* **BLOC DE TEXTE**:
####################

Dans l’essai Coviplasm, des équipes de l’hôpital Saint-Antoine – AP-HP, Sorbonne Université, IPLESP UMR-S1136, s’intéressent à un traitement utilisant les anticorps produits par les patients infectés ayant surmonté la maladie, par transfusion de leur plasma aux patients hospitalisés14.

En parallèle à la quête d’une thérapie antivirale, plusieurs laboratoires se sont déjà penchés sur la mise au point d’un vaccin contre le SARS-CoV-2. Bien qu’il faille patienter encore plusieurs mois avant de voir les premiers résultats de campagnes de vaccination. Enfin, certaines pistes pourraient également se révéler prometteuses, comme celle du BCG, un vaccin antituberculeux qui par sa capacité à stimuler une immunité innée entraînée [20] pourrait induire une protection partielle non spécifique contre le SARS-CoV-2, en augmentant les capacités de la réponse innée. Le tocilizumab, un anticorps monoclonal humanisé spécifique de la chaîne alpha du récepteur de l’interleukine 6 (IL-6Ra), qui inhibe la fixation de cette dernière à ce récepteur, a récemment été testé dans le cadre du réseau REACTing au sein de la pateforme CORIMUNO de l’AP-HP. Cet anticorps semble permettre de moduler la réponse inflammatoire exacerbée (orage cytokinique caractérisé notamment par des taux très élevés d’IL-6) induite par le virus et qui détruit les alvéoles pulmonaires.

Conclusion

Les coronavirus constituent une famille de virus qui sont connus pour leur capacité à franchir les barrières d’espèces et à en infecter de nouvelles. Ainsi nous avons assisté, depuis le début du XXIe siècle, à l’émergence de trois coronavirus très pathogènes pour l’homme, la dernière ayant résulté en une pandémie mondiale avec des conséquences économiques et sociales qui se sont révélées dévastatrices. Une course contre la montre, à l’échelle mondiale, s’est engagée pour faire face à cette pandémie, en développant des traitements et un vaccin. Nous devons néanmoins aussi penser au futur et nous préparer au risque d’épidémies dues à l’émergence de nouveaux coronavirus à transmission zoonotique. Cela nécessite, sans doute, une prise de conscience des modalités permettant le maintien de la barrière entre espèces et, surtout, le développement de traitements qui seraient efficaces contre toute forme de coronavirus, qu’ils soient très ou peu pathogènes pour l’homme, leur risque de transmission et leur dangerosité ne pouvant être, a priori, anticipés. L’identification de cibles thérapeutiques adéquates nécessite donc d’approfondir les connaissances que nous avons du cycle et de la pathogenèse de ces virus.

####################

* **DONNÉES FOURNIES**:
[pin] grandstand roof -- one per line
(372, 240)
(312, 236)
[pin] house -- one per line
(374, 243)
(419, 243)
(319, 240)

####################

* **CONSIGNE**:
Résumez en deux phrases le texte sur les coronavirus, s'il vous plaît.

* **RÉPONSE**:
Contre le SARS-CoV-2, plusieurs pistes sont étudiées : la transfusion du plasma de patients guéris dans l'essai Coviplasm, la mise au point d'un vaccin, le BCG, et le tocilizumab, qui semble moduler la réponse inflammatoire exacerbée induite par le virus. Le texte conclut que les coronavirus savent franchir les barrières d'espèces et qu'il faut se préparer à de nouvelles épidémies en développant des traitements efficaces contre toute forme de coronavirus, ce qui exige d'approfondir les connaissances sur le cycle et la pathogenèse de ces virus.